=== EXERCISE INSTRUCTIONS ===
Below are some records; retype all of them exactly.

(Point annotation dataset records)
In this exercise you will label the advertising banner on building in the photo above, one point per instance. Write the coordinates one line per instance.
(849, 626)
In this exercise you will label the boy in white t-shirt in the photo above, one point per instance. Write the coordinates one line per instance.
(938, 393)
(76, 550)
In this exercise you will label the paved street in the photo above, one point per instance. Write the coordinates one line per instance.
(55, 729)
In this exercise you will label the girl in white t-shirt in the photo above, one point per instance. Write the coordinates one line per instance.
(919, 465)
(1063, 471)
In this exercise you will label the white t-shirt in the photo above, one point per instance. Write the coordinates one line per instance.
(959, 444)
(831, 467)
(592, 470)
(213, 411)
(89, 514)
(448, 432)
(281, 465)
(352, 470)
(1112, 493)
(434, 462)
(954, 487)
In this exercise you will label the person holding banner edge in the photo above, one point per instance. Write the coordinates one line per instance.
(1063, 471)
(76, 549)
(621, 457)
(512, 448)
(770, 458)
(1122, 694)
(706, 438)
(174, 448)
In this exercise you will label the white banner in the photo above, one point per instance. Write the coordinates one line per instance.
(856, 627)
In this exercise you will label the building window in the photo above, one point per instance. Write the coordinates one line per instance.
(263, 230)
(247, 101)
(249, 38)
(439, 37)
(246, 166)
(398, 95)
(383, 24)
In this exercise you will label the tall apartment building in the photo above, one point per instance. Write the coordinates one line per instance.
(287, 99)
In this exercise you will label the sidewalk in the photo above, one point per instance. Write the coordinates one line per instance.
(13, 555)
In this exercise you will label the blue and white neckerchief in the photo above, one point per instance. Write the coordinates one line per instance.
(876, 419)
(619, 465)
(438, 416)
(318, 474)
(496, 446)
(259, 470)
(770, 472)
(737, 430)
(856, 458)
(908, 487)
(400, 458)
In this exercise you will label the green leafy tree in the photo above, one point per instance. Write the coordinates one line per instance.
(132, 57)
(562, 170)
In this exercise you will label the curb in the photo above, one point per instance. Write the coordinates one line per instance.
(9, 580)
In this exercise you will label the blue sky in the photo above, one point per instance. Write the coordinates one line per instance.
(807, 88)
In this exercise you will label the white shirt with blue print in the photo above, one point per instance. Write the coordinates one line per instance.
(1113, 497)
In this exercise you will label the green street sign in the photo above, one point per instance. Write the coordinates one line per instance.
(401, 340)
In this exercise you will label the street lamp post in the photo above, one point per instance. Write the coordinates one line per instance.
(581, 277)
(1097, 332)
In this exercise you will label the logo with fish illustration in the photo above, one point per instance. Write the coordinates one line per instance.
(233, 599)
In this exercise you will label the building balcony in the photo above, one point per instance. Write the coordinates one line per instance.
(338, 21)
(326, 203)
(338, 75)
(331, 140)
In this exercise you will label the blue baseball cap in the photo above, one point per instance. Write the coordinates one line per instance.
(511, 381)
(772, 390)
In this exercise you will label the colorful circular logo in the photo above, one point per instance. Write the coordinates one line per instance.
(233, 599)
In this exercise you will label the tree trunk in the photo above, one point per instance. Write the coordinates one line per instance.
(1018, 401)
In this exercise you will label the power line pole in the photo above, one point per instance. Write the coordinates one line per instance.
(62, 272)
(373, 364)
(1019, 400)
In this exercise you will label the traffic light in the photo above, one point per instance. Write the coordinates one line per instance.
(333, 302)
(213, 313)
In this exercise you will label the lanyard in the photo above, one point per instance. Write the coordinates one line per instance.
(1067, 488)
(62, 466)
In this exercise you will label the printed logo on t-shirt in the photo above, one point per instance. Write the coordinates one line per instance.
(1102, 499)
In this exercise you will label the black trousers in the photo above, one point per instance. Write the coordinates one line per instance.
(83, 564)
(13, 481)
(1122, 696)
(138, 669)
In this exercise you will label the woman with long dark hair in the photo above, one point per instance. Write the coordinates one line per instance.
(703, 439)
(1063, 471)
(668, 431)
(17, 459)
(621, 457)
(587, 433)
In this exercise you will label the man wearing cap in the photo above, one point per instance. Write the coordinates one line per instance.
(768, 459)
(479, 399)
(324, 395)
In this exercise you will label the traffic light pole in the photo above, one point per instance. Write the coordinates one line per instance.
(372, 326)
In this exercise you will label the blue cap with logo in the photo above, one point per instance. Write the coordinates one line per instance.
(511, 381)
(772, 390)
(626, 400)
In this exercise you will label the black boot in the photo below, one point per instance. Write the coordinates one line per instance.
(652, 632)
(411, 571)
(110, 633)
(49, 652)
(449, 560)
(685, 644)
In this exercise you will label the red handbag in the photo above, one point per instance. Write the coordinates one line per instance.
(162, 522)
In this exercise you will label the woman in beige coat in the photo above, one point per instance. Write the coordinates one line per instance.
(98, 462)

=== SOLUTION ===
In this exercise you will label the advertising banner on building in the photo above, one point per instance. Write the coordinates one line per instance.
(849, 626)
In this exercise you will label the boy in white t-shirt in the photo above, one point per instance. Write the coordinates one line per instance.
(938, 393)
(76, 550)
In this exercise you will label the paved street in the photo above, one point per instance. Write the coordinates one line per instance.
(55, 729)
In this exercise you will label the girl in white t-shirt in the photo above, one point per instance. Write the coordinates one line per instance.
(919, 465)
(1063, 471)
In this exercise you will label the white t-shirt in the photo above, one point per instance. Write the coordinates one line per instance.
(959, 444)
(831, 467)
(592, 470)
(213, 411)
(89, 514)
(448, 432)
(281, 465)
(352, 470)
(1112, 493)
(434, 462)
(954, 487)
In this exercise you will label the person holding banner edge in the photo above, one point per instance. Write the coordinates one line per instance.
(1063, 471)
(76, 549)
(621, 457)
(512, 448)
(770, 458)
(1122, 694)
(706, 438)
(174, 448)
In this exercise you will label the white banner in the photo above, one point per instance. Write the coordinates one line per instance.
(856, 627)
In this exercise you will label the building window in the photo above, one point per instance. Write the coordinates one line per instance.
(263, 230)
(247, 101)
(249, 38)
(439, 37)
(246, 166)
(398, 95)
(383, 24)
In this exercise you will label the tall apartment building in the photo above, one point per instance. Write the coordinates one line per instance.
(287, 99)
In this exercise you will label the sidewalk in the photo above, one point per instance. Write the coordinates one line per instance.
(13, 555)
In this exercise you will label the blue and white neckerchief in the photo above, one point per instance. Write the coordinates one line per instance.
(876, 419)
(619, 465)
(438, 416)
(318, 474)
(496, 446)
(259, 470)
(770, 472)
(737, 430)
(856, 458)
(908, 487)
(400, 458)
In this exercise you will label the green leafy tree in the photo above, one point per instance. Write the coordinates one line per instance.
(132, 57)
(562, 170)
In this exercise you will label the curb in the photo above, one point per instance. Write the coordinates one line per instance.
(9, 580)
In this exercise you will label the blue sky in the photo above, one point per instance. Write the coordinates one line per instance.
(807, 88)
In this exercise you will label the white shirt with blue print in the photo above, one point per instance. Write the coordinates one line per instance.
(1113, 497)
In this exercise you will label the green street sign in the photo above, one point per instance. Write the coordinates one line per instance.
(401, 340)
In this exercise you will label the street lamp post in the photo above, one point per instance. Write the coordinates one line per instance.
(581, 277)
(1097, 332)
In this exercise you will label the logo with fish illustration in the photo above, one point per instance. Write the coordinates one line per instance.
(233, 599)
In this exercise you will label the building balcony in the photo above, one point per instance. Write the coordinates one line per instance.
(338, 21)
(326, 203)
(338, 75)
(331, 140)
In this exercise you will label the blue baseball cap in the photo above, one point per instance. Write the coordinates one line per instance.
(511, 381)
(772, 390)
In this exercise you will label the colorful circular logo in the photo above, one point per instance. Write the coordinates one line per instance.
(233, 599)
In this exercise you will label the tree trunk in the photo above, one point per instance. Write the coordinates one line per instance.
(1018, 401)
In this exercise you will label the power line pole in the photo above, one point per instance. Write the coordinates one line per instance.
(62, 272)
(373, 364)
(1019, 400)
In this exercise you will label the traffic light in the photo above, one point per instance. Write the coordinates one line per instance.
(333, 302)
(213, 313)
In this exercise you will label the lanyard in the photo above, one point per instance. Write the coordinates one line per instance.
(1067, 488)
(62, 466)
In this exercise you will label the printed logo on t-shirt in the photo above, one point per instance. Write the coordinates one line per instance.
(1102, 499)
In this exercise you will label the black trousers in the photo above, one point per instance. Write the coordinates one line per instance.
(83, 564)
(13, 481)
(1122, 696)
(138, 669)
In this exercise you will label the woman with long dark hair in the photo above, one point per instance. Write the coordinates one line per instance.
(703, 439)
(1063, 471)
(668, 431)
(17, 459)
(621, 457)
(587, 433)
In this exercise you will label the man wearing cap in the photo above, one point per instance. Write the coordinates one line per instance.
(768, 459)
(479, 399)
(324, 395)
In this exercise you will label the traffic light pole in the photo above, one point per instance. Write the coordinates one line per instance.
(372, 326)
In this exercise you will label the blue cap with logo in the photo above, one point per instance. Write the coordinates one line per instance.
(511, 381)
(772, 390)
(626, 400)
In this exercise you will label the black boot in the photo below, one point per instance. Write the coordinates one line per instance.
(652, 632)
(411, 571)
(110, 633)
(49, 652)
(449, 560)
(685, 644)
In this exercise you will label the red handbag in the photo above, one point per instance. Write the coordinates one line per instance.
(162, 522)
In this exercise you will label the woman in beige coat in the photo above, one point per instance. Write the coordinates one line per instance.
(98, 462)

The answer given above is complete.